*** Opening Listed records ***
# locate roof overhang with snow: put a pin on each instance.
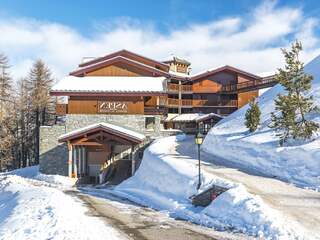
(115, 132)
(110, 61)
(193, 117)
(129, 55)
(221, 69)
(102, 86)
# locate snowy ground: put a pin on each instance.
(166, 179)
(33, 206)
(297, 162)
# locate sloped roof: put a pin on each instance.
(192, 117)
(110, 84)
(127, 54)
(105, 127)
(174, 58)
(92, 67)
(220, 69)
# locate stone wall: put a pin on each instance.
(54, 155)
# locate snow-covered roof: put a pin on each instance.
(266, 74)
(106, 126)
(179, 74)
(110, 84)
(190, 117)
(208, 116)
(175, 58)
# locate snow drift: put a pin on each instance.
(298, 163)
(31, 208)
(166, 180)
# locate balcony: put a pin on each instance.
(221, 103)
(201, 103)
(175, 88)
(155, 110)
(176, 102)
(249, 85)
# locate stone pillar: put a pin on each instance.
(180, 98)
(83, 157)
(70, 148)
(133, 161)
(75, 171)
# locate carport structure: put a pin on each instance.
(97, 145)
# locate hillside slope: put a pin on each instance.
(298, 162)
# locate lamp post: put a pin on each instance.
(198, 140)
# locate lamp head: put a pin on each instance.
(199, 138)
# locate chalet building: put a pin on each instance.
(110, 107)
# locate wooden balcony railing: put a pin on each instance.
(155, 110)
(221, 103)
(250, 85)
(176, 88)
(177, 102)
(201, 103)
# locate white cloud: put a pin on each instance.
(251, 41)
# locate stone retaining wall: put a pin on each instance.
(54, 155)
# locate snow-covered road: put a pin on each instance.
(37, 206)
(142, 223)
(32, 209)
(296, 204)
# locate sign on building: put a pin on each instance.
(112, 107)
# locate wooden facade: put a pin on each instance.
(212, 91)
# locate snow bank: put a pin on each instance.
(33, 173)
(166, 180)
(298, 163)
(32, 210)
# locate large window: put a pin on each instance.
(150, 123)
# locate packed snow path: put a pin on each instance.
(141, 223)
(33, 209)
(297, 204)
(37, 206)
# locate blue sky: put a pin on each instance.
(244, 33)
(86, 16)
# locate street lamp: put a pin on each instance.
(198, 140)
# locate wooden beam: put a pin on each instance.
(70, 160)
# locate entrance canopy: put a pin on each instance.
(106, 131)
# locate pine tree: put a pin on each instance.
(5, 85)
(291, 121)
(253, 116)
(24, 122)
(39, 83)
(6, 116)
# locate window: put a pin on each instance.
(150, 123)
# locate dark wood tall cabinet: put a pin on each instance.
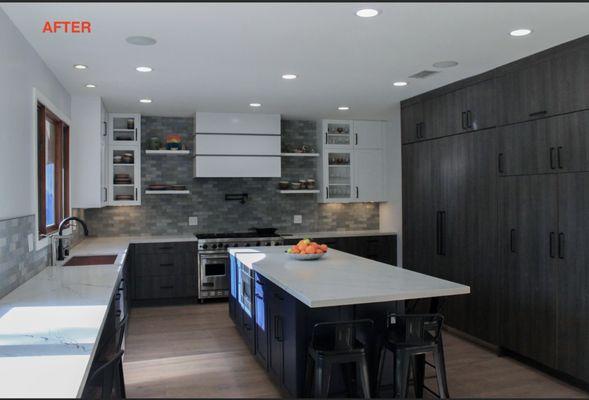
(496, 196)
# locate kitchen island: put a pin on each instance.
(275, 301)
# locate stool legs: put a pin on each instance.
(362, 372)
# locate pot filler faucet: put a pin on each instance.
(64, 250)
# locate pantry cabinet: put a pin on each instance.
(89, 152)
(353, 161)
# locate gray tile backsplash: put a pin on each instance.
(17, 264)
(159, 215)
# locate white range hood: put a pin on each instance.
(232, 145)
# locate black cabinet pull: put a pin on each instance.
(500, 163)
(538, 113)
(561, 240)
(512, 240)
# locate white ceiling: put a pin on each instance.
(220, 57)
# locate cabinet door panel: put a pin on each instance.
(523, 94)
(525, 149)
(569, 80)
(573, 275)
(369, 175)
(480, 102)
(411, 117)
(571, 132)
(369, 134)
(527, 216)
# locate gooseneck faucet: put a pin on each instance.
(60, 248)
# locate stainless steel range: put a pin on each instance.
(213, 259)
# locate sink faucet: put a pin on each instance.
(62, 250)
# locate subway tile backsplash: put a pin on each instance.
(160, 215)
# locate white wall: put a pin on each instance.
(21, 70)
(391, 214)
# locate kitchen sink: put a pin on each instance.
(91, 260)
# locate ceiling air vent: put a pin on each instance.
(423, 74)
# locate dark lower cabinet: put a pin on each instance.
(164, 270)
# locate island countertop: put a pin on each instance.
(340, 278)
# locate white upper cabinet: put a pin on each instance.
(237, 123)
(88, 152)
(353, 161)
(368, 134)
(236, 145)
(125, 129)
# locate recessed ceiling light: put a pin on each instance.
(520, 32)
(367, 13)
(445, 64)
(141, 40)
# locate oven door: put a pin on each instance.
(213, 272)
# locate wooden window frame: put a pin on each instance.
(62, 173)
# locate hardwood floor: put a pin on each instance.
(195, 351)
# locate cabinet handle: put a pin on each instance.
(538, 113)
(512, 240)
(500, 163)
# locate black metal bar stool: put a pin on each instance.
(408, 337)
(335, 343)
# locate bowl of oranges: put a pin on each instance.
(306, 250)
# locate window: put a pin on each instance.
(52, 170)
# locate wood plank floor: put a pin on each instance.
(195, 351)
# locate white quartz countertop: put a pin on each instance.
(342, 279)
(49, 328)
(110, 244)
(329, 234)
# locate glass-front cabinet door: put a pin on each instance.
(338, 133)
(125, 129)
(338, 173)
(125, 176)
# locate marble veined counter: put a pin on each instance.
(342, 279)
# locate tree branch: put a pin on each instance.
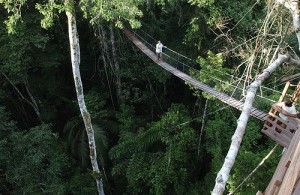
(223, 174)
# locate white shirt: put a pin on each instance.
(291, 110)
(159, 47)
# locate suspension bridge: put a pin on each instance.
(286, 179)
(185, 77)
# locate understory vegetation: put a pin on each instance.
(154, 133)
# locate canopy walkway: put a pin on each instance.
(221, 96)
(286, 179)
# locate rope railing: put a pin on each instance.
(176, 59)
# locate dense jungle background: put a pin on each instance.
(154, 133)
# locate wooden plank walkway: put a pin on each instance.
(221, 96)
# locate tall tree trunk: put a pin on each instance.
(75, 59)
(116, 63)
(223, 174)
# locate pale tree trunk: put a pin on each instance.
(75, 59)
(116, 63)
(236, 139)
(293, 6)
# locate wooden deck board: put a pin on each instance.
(221, 96)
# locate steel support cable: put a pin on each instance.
(209, 75)
(233, 76)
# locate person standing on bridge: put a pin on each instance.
(158, 50)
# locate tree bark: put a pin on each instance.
(75, 59)
(116, 63)
(223, 174)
*** Closing Listed records ***
Retype the entries word for word. Omit any images.

# locate roof overhang with snow: put a pin on each instance.
(115, 132)
(110, 61)
(193, 117)
(129, 55)
(221, 69)
(102, 86)
# locate snowy ground: put a pin on each instance.
(166, 179)
(33, 206)
(297, 162)
# locate sloped roof: put a pin on each instance.
(192, 117)
(110, 84)
(127, 54)
(105, 127)
(174, 58)
(92, 67)
(220, 69)
# locate stone wall: put a pin on each instance.
(54, 155)
# locate snow-covered roof: put a pin on each instance.
(266, 74)
(106, 126)
(179, 74)
(110, 84)
(190, 117)
(208, 116)
(175, 58)
# locate snow drift: put a pin on each instance.
(298, 163)
(31, 208)
(166, 180)
# locate balcony: put a pin on each instance.
(221, 103)
(201, 103)
(175, 88)
(155, 110)
(176, 102)
(249, 85)
# locate stone pillar: put a pin on each instance.
(180, 98)
(83, 157)
(70, 148)
(133, 161)
(75, 171)
# locate carport structure: put a pin on each instance.
(97, 145)
# locate hillside slope: put a pin on each instance.
(298, 162)
# locate lamp post: put a pin on each instance.
(198, 140)
# locate lamp head: put a pin on each instance.
(199, 138)
# locate chalet building: put a pin on each instance.
(110, 107)
# locate wooden balcony railing: put a pin on each instance.
(155, 110)
(221, 103)
(250, 85)
(176, 88)
(177, 102)
(201, 103)
# locate white cloud: put a pin on each instance.
(251, 41)
# locate stone retaining wall: put a pin on each instance.
(54, 155)
# locate snow-covered road: put a pin on each instance.
(37, 206)
(142, 223)
(32, 209)
(296, 204)
# locate sign on building: put a pin on each instance.
(112, 107)
# locate wooden facade: put a pin on each instance.
(212, 91)
# locate snow bank: put a pin on each instance.
(33, 173)
(166, 180)
(298, 163)
(32, 210)
# locate large window: put a pin on each instance.
(150, 123)
# locate packed snow path: put a pin on each instance.
(141, 223)
(33, 209)
(297, 204)
(37, 206)
# locate blue sky: put a pin on each instance.
(244, 33)
(86, 16)
# locate street lamp: put a pin on each instance.
(198, 140)
# locate wooden beam: put a pin on each instance.
(70, 160)
# locate entrance canopy: put a pin on each instance.
(106, 131)
# locate pine tree: put a pin on each instance.
(5, 85)
(291, 121)
(253, 116)
(24, 122)
(39, 83)
(6, 116)
# locate window: put a pin on each instance.
(150, 123)
# locate dark wood tall cabinet: put a pin on each instance.
(496, 196)
# locate kitchen island: put a pin on each instance.
(275, 301)
# locate stool legs: put a pin on each instance.
(362, 372)
# locate pot filler faucet: put a pin on each instance.
(64, 250)
# locate pantry cabinet: put a pin on each instance.
(89, 152)
(353, 161)
# locate gray tile backsplash: put a pin on each instance.
(17, 264)
(159, 215)
# locate white range hood: put a pin on each instance.
(232, 145)
# locate black cabinet pull: put a pin on each instance.
(500, 163)
(538, 113)
(561, 240)
(512, 240)
# locate white ceiling: put a pin on each instance.
(220, 57)
# locate cabinet door panel: put a pin on each instance.
(523, 94)
(525, 149)
(569, 80)
(573, 275)
(369, 175)
(480, 102)
(411, 117)
(571, 132)
(369, 134)
(527, 216)
# locate gooseneck faucet: put a pin on each instance.
(60, 248)
# locate stainless steel range: put a pin on each instance.
(213, 259)
# locate sink faucet: put a pin on each instance.
(62, 250)
# locate subway tile backsplash: put a pin on each instance.
(160, 215)
# locate white wall: put a pin on each instance.
(21, 70)
(391, 214)
# locate kitchen sink: put a pin on each instance.
(91, 260)
# locate ceiling air vent: put a pin on each instance.
(423, 74)
# locate dark lower cabinet: put a pin on each instance.
(164, 270)
# locate island countertop: put a pin on each instance.
(340, 278)
# locate white upper cabinet: put a pin on each instance.
(237, 123)
(88, 152)
(353, 161)
(368, 134)
(236, 145)
(125, 129)
# locate recessed ceiling light: put a pin on each instance.
(520, 32)
(367, 13)
(445, 64)
(141, 40)
# locate oven door: put a pin on each instance.
(213, 272)
# locate wooden window frame: put a pin on each instance.
(62, 173)
# locate hardwood floor: put a pin on each instance.
(195, 351)
# locate cabinet handle: put a pin on each instance.
(538, 113)
(512, 240)
(500, 163)
# locate black metal bar stool: put a pin on each instance.
(408, 337)
(335, 343)
# locate bowl of oranges: put a pin on each instance.
(306, 250)
# locate window: put a pin on each instance.
(52, 170)
# locate wood plank floor: put a pin on each instance.
(195, 351)
# locate white quartz countertop: put a pin on each instance.
(342, 279)
(49, 328)
(110, 244)
(329, 234)
# locate glass-front cabinet door: put a pin on each instance.
(338, 133)
(125, 129)
(338, 173)
(125, 176)
# locate marble veined counter: put a pin on each instance.
(342, 279)
# locate tree branch: put a pin on each instance.
(223, 174)
# locate white shirt: put a pin on each instance.
(291, 110)
(159, 47)
# locate suspension bridge: put a pin on each instance.
(286, 179)
(185, 77)
# locate understory vegetation: put a pin on each instance.
(154, 133)
# locate canopy walkway: put a pin on each instance.
(221, 96)
(286, 179)
# locate rope railing: put a pin on each instance.
(176, 59)
# locate dense jungle background: put a pin on each instance.
(154, 133)
# locate wooden plank walkway: put a pin on each instance.
(221, 96)
# locate tall tree trunk: put a pin on each instance.
(75, 59)
(116, 63)
(223, 174)
# locate pale tree trunk: put a pin on each instance.
(75, 59)
(116, 63)
(236, 139)
(293, 6)
# locate wooden deck board: put a pin on each instance.
(221, 96)
# locate steel support cable: put a pin on each instance.
(209, 75)
(233, 76)
# locate person standing on bridge: put a pin on each instance.
(158, 50)
# locate tree bark: put a pin on each instance.
(75, 59)
(116, 63)
(223, 174)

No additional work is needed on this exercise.